Good feed management is also important; in smaller operations, some farmers pass metal detectors or magnets over the feed.

=== Cow magnet ===
A cow magnet is a veterinary medical device for the treatment or prevention of hardware disease in cattle. Traditionally, cow magnets were strong Alnico magnets about 1 by 8 cm in the shape of a smoothed rod, but today they are more commonly several ring-shaped ferrite magnets attached to a stainless-steel or plastic core, in the same shape as the single-piece original. Newer designs to help increase effectiveness include a cage design, in which the magnet holds metal objects inside a protective plastic framework. Even newer designs include a stronger array of rare-earth magnets inside a stainless steel body that resembles the original Alnico design.

A rancher or dairy farmer feeds a magnet to each calf at branding, leading the magnet to settle in the rumen or reticulum to remain there for the life of the animal. Some magnets have a loop that fits under the cow's tongue so that they can be retrieved.

The magnet is administered after fasting the cow for 18–24 hours. This is most effective if done to the entire herd before the age of one.

== DATASET CONTENT ==
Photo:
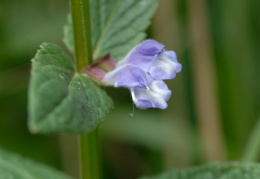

== PROBLEM TO WORK ON ==
Answer these questions using the cow magnet text.
1. What do some farmers in smaller operations pass over the feed?
2. For how long is the cow fasted before the magnet is given?
3. What feature lets some magnets be retrieved?

== EXERCISE OUTPUT ==
1. Metal detectors or magnets.
2. 18–24 hours.
3. A loop that fits under the cow's tongue.